• WORK REQUIRED: Give again the entries from the line containing "Could you point out the rear" through the end of the entries, replacing "rear side window" with "back side window" and keeping everything else unchanged. Leave the pictures out.

____

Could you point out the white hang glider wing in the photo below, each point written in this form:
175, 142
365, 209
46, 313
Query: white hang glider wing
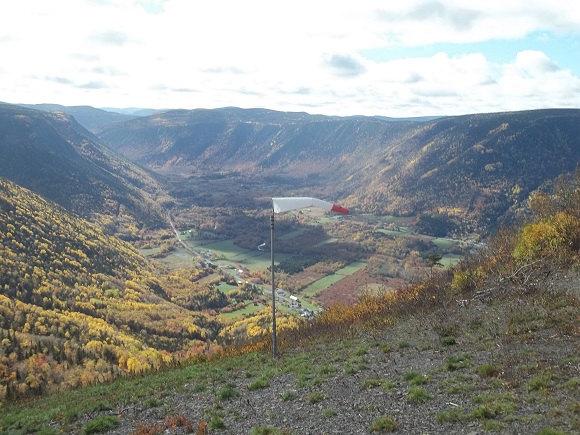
282, 205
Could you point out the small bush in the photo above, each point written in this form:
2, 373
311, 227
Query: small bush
316, 397
448, 341
457, 362
259, 384
415, 378
540, 382
216, 421
288, 395
452, 415
418, 395
383, 424
227, 392
100, 424
329, 412
488, 370
372, 383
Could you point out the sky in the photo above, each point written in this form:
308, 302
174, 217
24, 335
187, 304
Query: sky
333, 57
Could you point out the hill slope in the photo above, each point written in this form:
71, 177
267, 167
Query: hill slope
78, 305
51, 154
479, 168
87, 116
469, 171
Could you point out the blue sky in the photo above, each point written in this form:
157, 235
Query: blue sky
333, 57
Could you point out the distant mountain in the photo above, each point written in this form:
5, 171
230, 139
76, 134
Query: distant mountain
134, 111
252, 141
53, 155
476, 169
87, 116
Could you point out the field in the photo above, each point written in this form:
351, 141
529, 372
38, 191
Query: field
322, 284
314, 286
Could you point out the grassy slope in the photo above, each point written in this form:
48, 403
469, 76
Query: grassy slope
507, 365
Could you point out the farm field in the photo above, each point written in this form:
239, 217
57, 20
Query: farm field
322, 284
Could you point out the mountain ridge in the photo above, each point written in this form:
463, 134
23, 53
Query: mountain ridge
470, 170
53, 155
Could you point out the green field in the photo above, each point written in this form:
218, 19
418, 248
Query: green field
323, 283
229, 253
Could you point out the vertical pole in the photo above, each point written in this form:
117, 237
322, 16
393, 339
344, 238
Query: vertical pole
273, 285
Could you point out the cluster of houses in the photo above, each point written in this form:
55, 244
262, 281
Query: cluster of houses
293, 303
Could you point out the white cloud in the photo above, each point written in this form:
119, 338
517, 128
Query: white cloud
284, 55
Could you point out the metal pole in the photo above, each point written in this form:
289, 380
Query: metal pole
273, 285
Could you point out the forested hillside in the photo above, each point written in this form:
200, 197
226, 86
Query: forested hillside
51, 154
78, 306
462, 174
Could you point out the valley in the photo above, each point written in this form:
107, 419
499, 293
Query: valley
144, 243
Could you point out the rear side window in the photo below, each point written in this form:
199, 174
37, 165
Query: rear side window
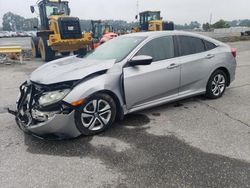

____

• SOLUTION TO THE EXERCISE:
Could you point out the back side window in the photo below, each point written in this form:
199, 174
37, 165
Query: back side window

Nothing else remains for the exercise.